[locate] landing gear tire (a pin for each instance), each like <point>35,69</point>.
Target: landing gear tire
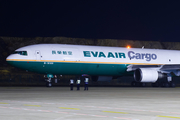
<point>171,84</point>
<point>48,84</point>
<point>133,84</point>
<point>156,84</point>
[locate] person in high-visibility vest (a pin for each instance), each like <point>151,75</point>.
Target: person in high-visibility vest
<point>86,83</point>
<point>71,84</point>
<point>78,84</point>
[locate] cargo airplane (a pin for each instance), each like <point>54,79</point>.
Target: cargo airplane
<point>146,65</point>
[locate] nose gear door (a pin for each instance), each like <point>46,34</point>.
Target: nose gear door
<point>38,55</point>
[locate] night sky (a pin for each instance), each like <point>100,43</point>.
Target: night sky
<point>154,20</point>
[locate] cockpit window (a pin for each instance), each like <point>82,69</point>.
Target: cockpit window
<point>21,52</point>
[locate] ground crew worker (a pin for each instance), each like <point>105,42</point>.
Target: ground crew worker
<point>71,83</point>
<point>78,84</point>
<point>86,83</point>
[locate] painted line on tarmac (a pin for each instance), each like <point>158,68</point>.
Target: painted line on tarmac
<point>69,108</point>
<point>3,103</point>
<point>139,110</point>
<point>168,116</point>
<point>32,105</point>
<point>61,112</point>
<point>116,112</point>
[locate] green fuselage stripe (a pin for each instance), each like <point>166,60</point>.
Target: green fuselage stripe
<point>72,68</point>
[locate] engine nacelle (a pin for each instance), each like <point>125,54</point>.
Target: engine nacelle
<point>101,78</point>
<point>147,75</point>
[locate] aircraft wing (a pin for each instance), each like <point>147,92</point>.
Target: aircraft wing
<point>175,68</point>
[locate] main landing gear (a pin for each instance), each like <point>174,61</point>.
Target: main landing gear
<point>49,81</point>
<point>166,83</point>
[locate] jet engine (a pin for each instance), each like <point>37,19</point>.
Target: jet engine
<point>147,75</point>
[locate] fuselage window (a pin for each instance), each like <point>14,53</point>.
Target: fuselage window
<point>21,52</point>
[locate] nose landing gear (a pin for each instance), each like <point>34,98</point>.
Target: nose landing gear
<point>49,81</point>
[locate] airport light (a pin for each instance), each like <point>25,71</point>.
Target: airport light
<point>128,47</point>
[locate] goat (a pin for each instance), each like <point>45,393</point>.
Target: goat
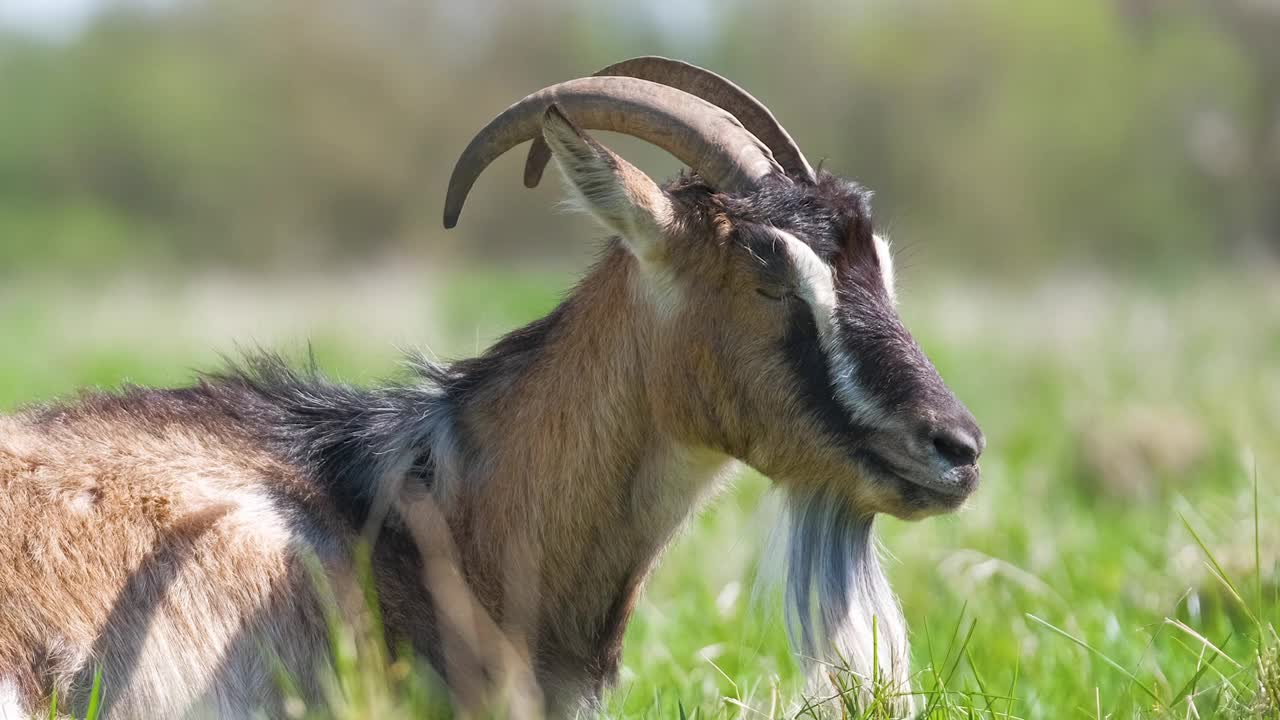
■ ■ ■ ■ ■ ■ ■
Would you copy every entry exactly as it stands, leaving out the pictures?

[locate] landing gear tire (a pin for each instance), each like <point>35,69</point>.
Target: landing gear tire
<point>171,84</point>
<point>48,84</point>
<point>133,84</point>
<point>156,84</point>
[locate] person in high-visibility vest (a pin for each instance), each like <point>151,75</point>.
Target: person in high-visibility vest
<point>86,83</point>
<point>71,84</point>
<point>78,84</point>
[locate] cargo airplane (a pin for each instance), each like <point>54,79</point>.
Target: cargo airplane
<point>146,65</point>
[locate] nose gear door (a pin for each instance), each like <point>46,34</point>.
Target: nose gear door
<point>38,55</point>
[locate] night sky (a pin for each instance), each like <point>100,43</point>.
Target: night sky
<point>154,20</point>
[locate] cockpit window (a pin for each instance), each like <point>82,69</point>.
Target: cockpit window
<point>21,52</point>
[locate] ground crew worker (a pin for each instance), each like <point>105,42</point>.
Target: ground crew worker
<point>71,83</point>
<point>78,84</point>
<point>86,83</point>
[locate] painted line on tarmac (a pin for each instance), each like <point>158,68</point>.
Target: painted line on tarmac
<point>69,108</point>
<point>3,103</point>
<point>139,110</point>
<point>168,116</point>
<point>32,105</point>
<point>61,112</point>
<point>116,112</point>
[locate] green fuselage stripe (a pin for each instance), each like <point>166,60</point>.
Target: green fuselage stripe
<point>72,68</point>
[locate] engine nacelle (a pin for each instance), each like <point>125,54</point>.
Target: engine nacelle
<point>101,78</point>
<point>147,75</point>
[locate] aircraft wing (a pin for each instance), each like <point>147,92</point>.
Target: aircraft wing
<point>175,68</point>
[locate] main landing gear (a pin for each instance), each like <point>174,61</point>.
Target: main landing gear
<point>49,81</point>
<point>166,83</point>
[locate] jet engine (a pin for each instance), each like <point>37,19</point>.
Target: jet engine
<point>147,75</point>
[locate] fuselage window (a pin for each instance), each like <point>14,53</point>.
Target: fuselage window
<point>21,52</point>
[locate] nose landing gear (a pin for each instance), each like <point>34,98</point>.
Target: nose landing gear
<point>49,81</point>
[locate] airport light (a pin for each instance), each like <point>25,71</point>.
Target: airport light
<point>128,47</point>
[locate] goat (a pin for each instance), each like <point>45,393</point>.
Target: goat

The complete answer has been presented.